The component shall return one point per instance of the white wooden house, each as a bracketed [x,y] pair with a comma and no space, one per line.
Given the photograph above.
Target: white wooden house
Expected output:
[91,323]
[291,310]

━━━━━━━━━━

Your assignment: Your reply must repeat the entries above exactly and in full.

Output of the exercise:
The component shall return one point per instance of the white wooden house, each as a bracketed [x,y] pair with a comma and no space, one per line.
Given the photograph above.
Target: white wooden house
Expected output:
[91,323]
[291,310]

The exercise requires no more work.